━━ MATERIAL

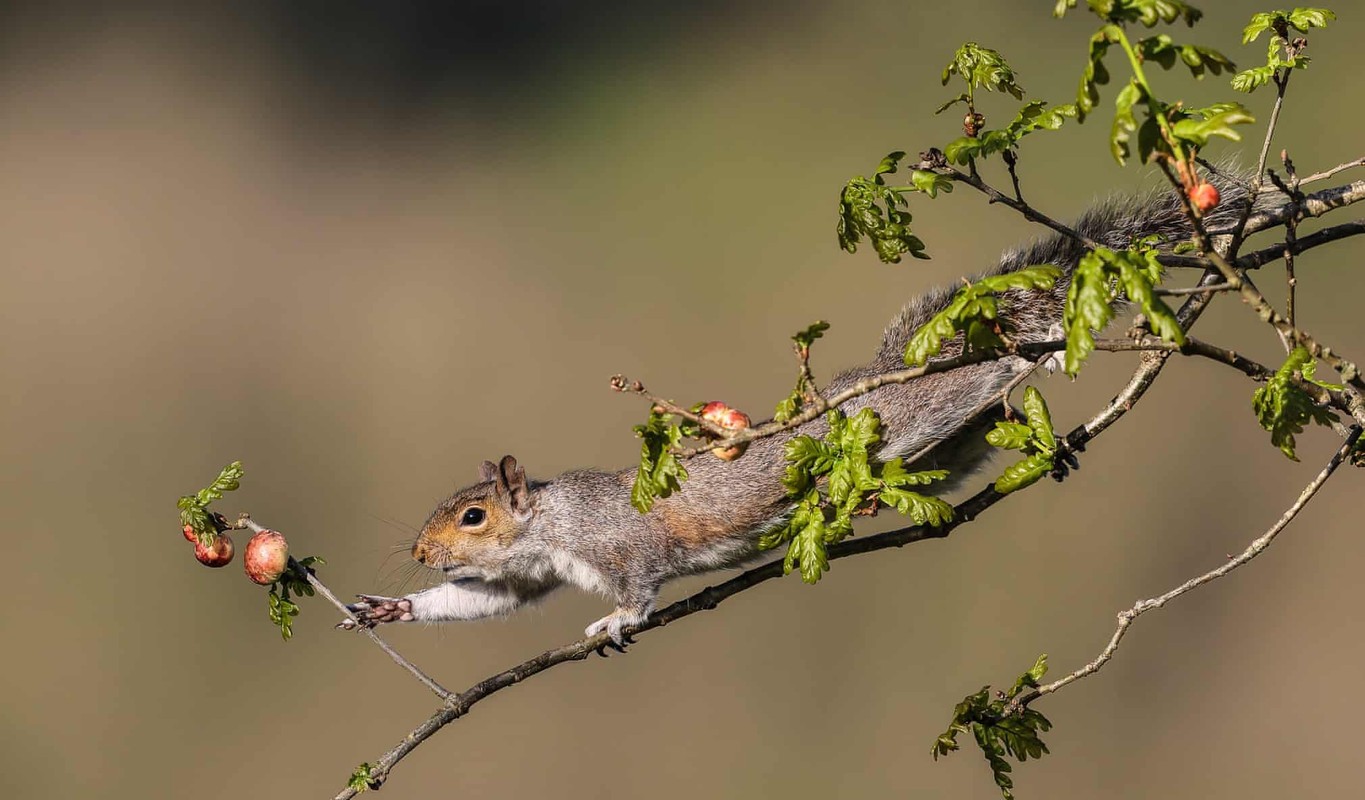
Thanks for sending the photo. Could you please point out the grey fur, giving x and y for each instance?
(583, 529)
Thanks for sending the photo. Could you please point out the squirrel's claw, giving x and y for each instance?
(373, 610)
(1065, 460)
(614, 627)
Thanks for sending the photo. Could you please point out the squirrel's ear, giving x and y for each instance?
(511, 485)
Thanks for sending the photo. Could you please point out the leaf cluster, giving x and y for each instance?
(980, 68)
(871, 209)
(1033, 437)
(1278, 55)
(1033, 116)
(1145, 11)
(295, 580)
(194, 508)
(661, 471)
(361, 778)
(1102, 277)
(853, 486)
(1285, 408)
(999, 735)
(973, 311)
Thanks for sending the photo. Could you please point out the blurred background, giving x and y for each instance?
(365, 246)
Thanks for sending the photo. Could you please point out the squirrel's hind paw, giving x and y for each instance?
(373, 610)
(614, 625)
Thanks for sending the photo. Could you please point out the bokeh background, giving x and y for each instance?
(365, 246)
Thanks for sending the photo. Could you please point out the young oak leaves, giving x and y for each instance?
(1283, 408)
(997, 735)
(194, 511)
(973, 311)
(1033, 437)
(853, 486)
(194, 508)
(1103, 276)
(878, 212)
(1281, 52)
(661, 471)
(986, 68)
(789, 406)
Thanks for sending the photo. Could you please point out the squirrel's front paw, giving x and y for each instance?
(1065, 460)
(371, 610)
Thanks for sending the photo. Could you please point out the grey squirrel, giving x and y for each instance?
(508, 541)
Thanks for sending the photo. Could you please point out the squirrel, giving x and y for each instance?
(508, 541)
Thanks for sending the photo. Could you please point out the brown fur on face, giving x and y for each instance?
(475, 524)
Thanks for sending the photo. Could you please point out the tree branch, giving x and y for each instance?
(1140, 608)
(246, 522)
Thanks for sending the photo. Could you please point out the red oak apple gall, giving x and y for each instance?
(219, 553)
(266, 557)
(1204, 197)
(732, 419)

━━━━

• _TASK BRIEF_:
Please copy all of the records above word for word, leaving out the pictures.

• _COMPLETE RESPONSE_:
Thanks for sending the photo. Could you please point out the grey fur, giving x and y for each instance?
(583, 529)
Thanks for sending the photo. Could you please point out the squirrel's claw, giving x and y for each instance?
(373, 610)
(1065, 460)
(614, 627)
Thanks for sending the photo. Could you please point out the squirrel's ear, giving x and y for each instance?
(511, 485)
Thanks for sending the photo. Could you please point out the leaf cluster, giving x and y for each instance?
(980, 68)
(871, 209)
(1033, 437)
(1278, 55)
(1033, 116)
(1145, 11)
(295, 580)
(194, 508)
(661, 471)
(361, 778)
(1102, 277)
(853, 486)
(1285, 408)
(999, 735)
(973, 311)
Thanks for sending the photo. Could you please point out the blurred background, giving x and y for each instance?
(365, 246)
Thanks for sending the photo. Could you please point out the squirrel's hind paw, giving x and y for each instance?
(373, 610)
(614, 625)
Thanks for sending the photo. Could you please point out the bokeh background, giving x and y for each instance?
(365, 246)
Thanks for sending the photo. Could you please point out the young oak leaves, giving x and y for each instance?
(1283, 408)
(997, 735)
(194, 511)
(973, 311)
(1033, 437)
(853, 486)
(194, 508)
(1103, 276)
(878, 212)
(1281, 52)
(661, 471)
(986, 68)
(789, 406)
Thanks for sending the photo. Could you please point out the squirrel's front paw, giving x and y for each instance?
(1065, 460)
(371, 610)
Thanks for sending the photo. Could you please point out the grey squirrel, giving x and y for each instance?
(508, 541)
Thanks for sending the photo. Could you please point out the squirrel, giving x and y for each instance?
(508, 541)
Thanks for sending the photo. Could you please point out the brown fur on face, giving x and y for each instance?
(475, 524)
Thanks for sending the photo. Could you please point out the tree branch, giving x and y for each instance?
(1140, 608)
(246, 522)
Thanks for sending the photo. Could you please point out the red oak apple gall, giving x and y for each instance?
(219, 553)
(266, 557)
(1204, 197)
(732, 419)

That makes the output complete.